Start of MATERIAL PROVIDED

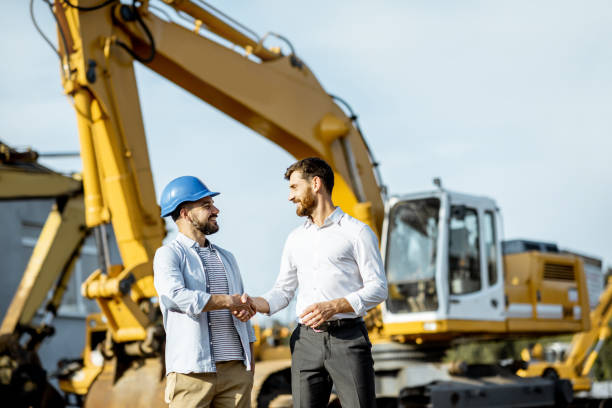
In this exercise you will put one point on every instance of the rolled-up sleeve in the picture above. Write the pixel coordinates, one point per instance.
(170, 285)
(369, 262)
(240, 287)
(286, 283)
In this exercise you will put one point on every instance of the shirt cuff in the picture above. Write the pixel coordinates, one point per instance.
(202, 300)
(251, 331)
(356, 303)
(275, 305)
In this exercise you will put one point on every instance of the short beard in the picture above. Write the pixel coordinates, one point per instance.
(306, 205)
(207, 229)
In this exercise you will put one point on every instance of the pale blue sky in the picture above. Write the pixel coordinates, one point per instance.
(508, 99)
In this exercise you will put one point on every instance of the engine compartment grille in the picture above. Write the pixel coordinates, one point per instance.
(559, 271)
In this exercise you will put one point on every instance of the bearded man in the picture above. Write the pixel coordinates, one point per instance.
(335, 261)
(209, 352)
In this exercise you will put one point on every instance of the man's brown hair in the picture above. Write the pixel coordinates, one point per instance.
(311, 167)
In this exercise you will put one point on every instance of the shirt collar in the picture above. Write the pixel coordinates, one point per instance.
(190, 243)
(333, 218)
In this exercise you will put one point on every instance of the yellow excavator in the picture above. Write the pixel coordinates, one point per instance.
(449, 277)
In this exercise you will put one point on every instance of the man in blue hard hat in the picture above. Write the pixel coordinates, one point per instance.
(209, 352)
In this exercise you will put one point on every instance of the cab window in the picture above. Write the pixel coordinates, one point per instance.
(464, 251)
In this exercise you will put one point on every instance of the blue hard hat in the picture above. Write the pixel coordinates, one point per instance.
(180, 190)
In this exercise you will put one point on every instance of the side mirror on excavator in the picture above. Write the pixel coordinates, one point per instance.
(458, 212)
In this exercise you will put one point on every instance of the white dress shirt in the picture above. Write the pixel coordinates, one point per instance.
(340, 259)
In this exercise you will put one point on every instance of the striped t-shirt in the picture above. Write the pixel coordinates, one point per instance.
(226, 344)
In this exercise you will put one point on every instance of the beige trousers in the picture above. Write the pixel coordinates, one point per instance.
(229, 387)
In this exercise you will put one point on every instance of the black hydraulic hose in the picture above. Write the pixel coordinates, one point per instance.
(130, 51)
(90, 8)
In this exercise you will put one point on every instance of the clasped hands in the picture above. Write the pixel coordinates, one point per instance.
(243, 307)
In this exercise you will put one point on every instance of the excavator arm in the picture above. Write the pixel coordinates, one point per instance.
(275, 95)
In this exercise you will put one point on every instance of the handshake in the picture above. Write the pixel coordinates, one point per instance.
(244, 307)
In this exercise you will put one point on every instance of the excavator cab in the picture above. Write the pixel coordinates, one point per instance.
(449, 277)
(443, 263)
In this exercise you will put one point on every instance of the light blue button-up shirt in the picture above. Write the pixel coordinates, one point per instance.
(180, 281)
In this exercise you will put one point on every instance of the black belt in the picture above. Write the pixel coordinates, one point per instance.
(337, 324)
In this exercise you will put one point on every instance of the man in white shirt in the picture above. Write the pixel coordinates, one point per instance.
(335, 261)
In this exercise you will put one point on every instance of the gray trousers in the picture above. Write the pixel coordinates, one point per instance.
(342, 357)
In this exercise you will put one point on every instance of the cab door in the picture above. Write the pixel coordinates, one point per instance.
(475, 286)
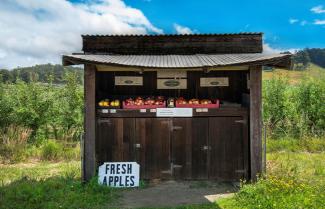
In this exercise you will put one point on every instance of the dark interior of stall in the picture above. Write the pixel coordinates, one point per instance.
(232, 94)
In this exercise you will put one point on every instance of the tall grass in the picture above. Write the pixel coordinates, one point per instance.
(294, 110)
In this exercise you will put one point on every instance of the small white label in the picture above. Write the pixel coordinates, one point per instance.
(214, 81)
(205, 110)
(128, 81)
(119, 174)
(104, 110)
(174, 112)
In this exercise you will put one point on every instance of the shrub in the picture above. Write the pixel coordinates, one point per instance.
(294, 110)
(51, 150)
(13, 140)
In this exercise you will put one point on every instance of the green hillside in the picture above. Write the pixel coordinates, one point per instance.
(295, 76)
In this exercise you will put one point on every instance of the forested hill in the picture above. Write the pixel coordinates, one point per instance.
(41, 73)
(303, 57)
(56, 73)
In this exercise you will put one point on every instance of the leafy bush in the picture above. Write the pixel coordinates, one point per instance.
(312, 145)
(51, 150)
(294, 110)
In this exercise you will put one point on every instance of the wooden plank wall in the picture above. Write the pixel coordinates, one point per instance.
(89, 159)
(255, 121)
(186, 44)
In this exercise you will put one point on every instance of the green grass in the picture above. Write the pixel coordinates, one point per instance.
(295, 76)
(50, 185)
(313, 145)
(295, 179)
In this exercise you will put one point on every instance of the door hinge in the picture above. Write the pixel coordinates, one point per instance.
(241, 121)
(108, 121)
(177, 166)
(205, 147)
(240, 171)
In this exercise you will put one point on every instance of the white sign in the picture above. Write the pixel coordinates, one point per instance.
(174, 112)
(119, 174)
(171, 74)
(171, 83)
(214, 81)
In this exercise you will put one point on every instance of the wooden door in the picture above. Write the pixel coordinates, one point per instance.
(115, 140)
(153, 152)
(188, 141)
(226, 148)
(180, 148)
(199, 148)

End of MATERIAL PROVIDED
Start of MATERIAL PROVIDED

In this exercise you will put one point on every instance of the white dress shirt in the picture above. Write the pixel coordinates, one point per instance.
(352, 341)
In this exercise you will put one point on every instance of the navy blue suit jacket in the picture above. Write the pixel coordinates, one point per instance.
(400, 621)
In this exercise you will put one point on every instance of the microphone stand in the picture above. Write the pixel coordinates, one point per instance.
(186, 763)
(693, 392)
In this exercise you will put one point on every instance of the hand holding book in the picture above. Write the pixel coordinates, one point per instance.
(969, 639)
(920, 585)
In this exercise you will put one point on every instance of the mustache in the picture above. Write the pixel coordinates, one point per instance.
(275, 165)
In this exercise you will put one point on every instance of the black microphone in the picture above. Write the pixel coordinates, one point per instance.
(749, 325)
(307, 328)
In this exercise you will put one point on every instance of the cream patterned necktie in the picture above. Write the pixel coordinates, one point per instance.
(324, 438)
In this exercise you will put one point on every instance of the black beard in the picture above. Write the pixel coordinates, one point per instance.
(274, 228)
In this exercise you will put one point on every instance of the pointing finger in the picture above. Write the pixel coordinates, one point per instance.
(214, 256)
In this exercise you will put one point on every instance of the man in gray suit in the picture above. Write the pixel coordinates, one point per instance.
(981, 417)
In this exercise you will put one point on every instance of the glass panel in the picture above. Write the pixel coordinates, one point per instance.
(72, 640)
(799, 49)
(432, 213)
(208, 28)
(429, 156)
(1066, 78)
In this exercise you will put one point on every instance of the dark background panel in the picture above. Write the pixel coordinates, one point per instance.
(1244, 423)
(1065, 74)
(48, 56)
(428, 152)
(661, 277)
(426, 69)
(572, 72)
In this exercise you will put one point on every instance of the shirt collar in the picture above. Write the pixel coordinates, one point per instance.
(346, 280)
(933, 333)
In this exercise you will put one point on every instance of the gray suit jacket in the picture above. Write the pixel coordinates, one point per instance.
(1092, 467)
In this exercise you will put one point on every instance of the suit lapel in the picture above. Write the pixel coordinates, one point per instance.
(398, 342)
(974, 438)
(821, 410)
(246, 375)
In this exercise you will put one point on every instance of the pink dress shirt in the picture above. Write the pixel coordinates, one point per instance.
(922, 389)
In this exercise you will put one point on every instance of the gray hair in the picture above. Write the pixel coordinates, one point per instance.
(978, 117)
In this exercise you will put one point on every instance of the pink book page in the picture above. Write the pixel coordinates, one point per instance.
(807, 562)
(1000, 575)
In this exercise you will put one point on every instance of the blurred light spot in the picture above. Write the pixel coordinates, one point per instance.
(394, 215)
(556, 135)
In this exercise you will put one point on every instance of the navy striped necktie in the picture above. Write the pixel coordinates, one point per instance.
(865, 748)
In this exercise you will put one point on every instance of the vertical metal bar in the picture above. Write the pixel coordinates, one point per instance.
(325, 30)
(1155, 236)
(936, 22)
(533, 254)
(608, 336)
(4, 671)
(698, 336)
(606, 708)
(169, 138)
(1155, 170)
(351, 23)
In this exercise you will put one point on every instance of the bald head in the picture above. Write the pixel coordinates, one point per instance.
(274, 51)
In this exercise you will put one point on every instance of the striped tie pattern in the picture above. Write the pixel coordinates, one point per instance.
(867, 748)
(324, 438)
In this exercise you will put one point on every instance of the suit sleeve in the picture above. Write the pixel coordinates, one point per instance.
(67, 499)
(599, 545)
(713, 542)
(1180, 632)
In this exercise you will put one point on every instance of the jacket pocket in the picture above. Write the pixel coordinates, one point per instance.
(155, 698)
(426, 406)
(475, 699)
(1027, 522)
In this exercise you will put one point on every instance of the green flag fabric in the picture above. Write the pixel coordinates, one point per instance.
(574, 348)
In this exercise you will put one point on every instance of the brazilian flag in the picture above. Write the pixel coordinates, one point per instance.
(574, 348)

End of MATERIAL PROVIDED

TASK DESCRIPTION:
Return every line of the material above that contains the word "green".

ANSWER TO THIS TASK:
In this exercise you will put one point on every instance of the green hillside in the picture above. Write the pixel coordinates, one point per instance.
In this exercise you will put one point on every instance of the green grass in the picture above. Write the pixel coordinates, one point per instance.
In this exercise you will put one point on every instance of the green flag fabric in the picture above. Write the pixel coordinates, one point per instance.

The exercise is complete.